- _PROBLEM 1_
In the excerpt on the comparative trivialization of the Holocaust, reproduce the passage between "By Michael Shafir" and "IN RECORDED HISTORY.", inclusive.
- _PROBLEM 2_
In the excerpt on the comparative trivialization of the Holocaust, what word does a person stopped by Israeli police for a traffic offense sometimes shout back at the officer?

- _EXCERPT TO READ_
+ + + + +
8 January 2003, Volume 5, Number 1

THE 'COMPARATIVE TRIVIALIZATION' OF THE HOLOCAUST (Part 1)*

By Michael Shafir

By "comparative trivialization" of the Holocaust, I understand the WILLFUL distortion of the record and of the significance of the Holocaust, EITHER THROUGH THE 'HUMANIZATION' OF ITS LOCAL RECORD IN COMPARISON WITH ATROCITIES COMMITTED BY THE NAZIS OR THROUGH COMPARING THE RECORD OF THE HOLOCAUST WITH CYCLICAL EXPERIENCES OF MASSIVE SUFFERING ENDURED BY LOCAL POPULATIONS OR BY MANKIND AT LARGE AT ONE POINT OR ANOTHER IN RECORDED HISTORY.

In so doing, I am expanding on the concept of "comparative trivialization" first used by U.S. historian Peter Gay. Gay employed "comparative trivialization" to describe, in reaction to Ernst Nolte's 1974 book "Germany and the Cold War," the production of conscious or unconscious arguments for a "sophisticated apology" of the Nazi record, through the device of "humanizing" it via "pointing, indignantly, at crimes committed by others -- crimes presumably as vicious as those perpetrated in the Third Reich." The "sophistication" of the "technique," the U.S. historian wrote, rested in its "appeals to liberal guilt arising from real inhumanities committed by Frenchmen, or Americans, in other parts of the world." Its "historical function," according to Gay, is "to cover up the special horror of German barbarity between 1933 and 1945, and to divert attention from studying that barbarity in its own -- that is to say its German -- context" (Gay, 1978, pp. XI-XII). In other words, "comparative trivialization" involves a great measure of "back finger-pointing." Where I diverge from Gay is not only in the extra-German context but also in the focus on the objects of comparison. "Comparative trivialization," as employed here, refers not only to the Holocaust vs. other atrocities, but also to its banalization both by comparing it to REGULARLY occurring events involving violence and by obliterating the difference between the victims of the Holocaust and victims of those regularly occurring events. In the closing part of this section and of the study, I address the question of whether the assumption of Holocaust uniqueness is tantamount to the attempt to impose on the world at large a Jewish monopoly over human suffering.

Holocaust trivialization is not the monopoly of Holocaust deniers. People might, indeed DO, indulge in it either because, like money, words suffer from "inflation" or because politicians use them to promote or justify immediate goals. Israeli historian Yehuda Bauer has pointed out that in that country it is not rare for a person stopped by police for a traffic offense to shout back to the officer, "Gestapo," and that politicians from both left and right invoke the Holocaust for their own purpose "WITHOUT REALIZING THAT THEY ARE DOING SO." It is not uncommon, Bauer writes, for right-wingers in Israel to call Palestinian leader Yasser Arafat "Fuehrer," and it is not rare that left-wingers accuse the Israeli Army of being cast in the model of the WEHRMACHT when acting in the occupied territories (Bauer, 2001, p. XII. Emphasis added). Unfortunate as all these (and many other) forms of Holocaust trivialization might be, they certainly do not stem from Holocaust-denying motivation. It is for this reason that I have emphasized above that, in order to qualify for the category of comparative Holocaust trivializer, one must WILLFULLY distort its record. Which does not, of course, imply that all comparative trivializers engage in their pursuit for the same reasons, nor that they pursue their objective with the same recurrent intensity.
+ + + + +
- _STORED DATA_
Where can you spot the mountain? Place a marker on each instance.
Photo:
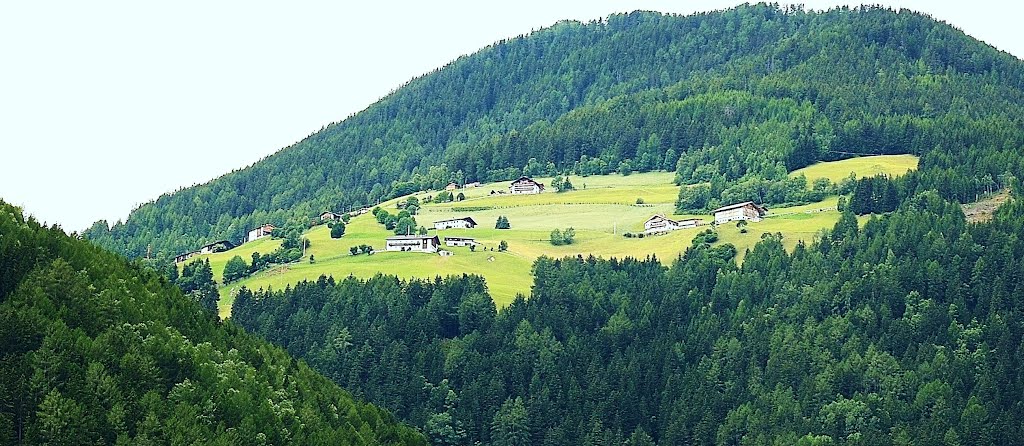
+ + + + +
- _REPLY 1_
By Michael Shafir

By "comparative trivialization" of the Holocaust, I understand the WILLFUL distortion of the record and of the significance of the Holocaust, EITHER THROUGH THE 'HUMANIZATION' OF ITS LOCAL RECORD IN COMPARISON WITH ATROCITIES COMMITTED BY THE NAZIS OR THROUGH COMPARING THE RECORD OF THE HOLOCAUST WITH CYCLICAL EXPERIENCES OF MASSIVE SUFFERING ENDURED BY LOCAL POPULATIONS OR BY MANKIND AT LARGE AT ONE POINT OR ANOTHER IN RECORDED HISTORY.

- _REPLY 2_
"Gestapo."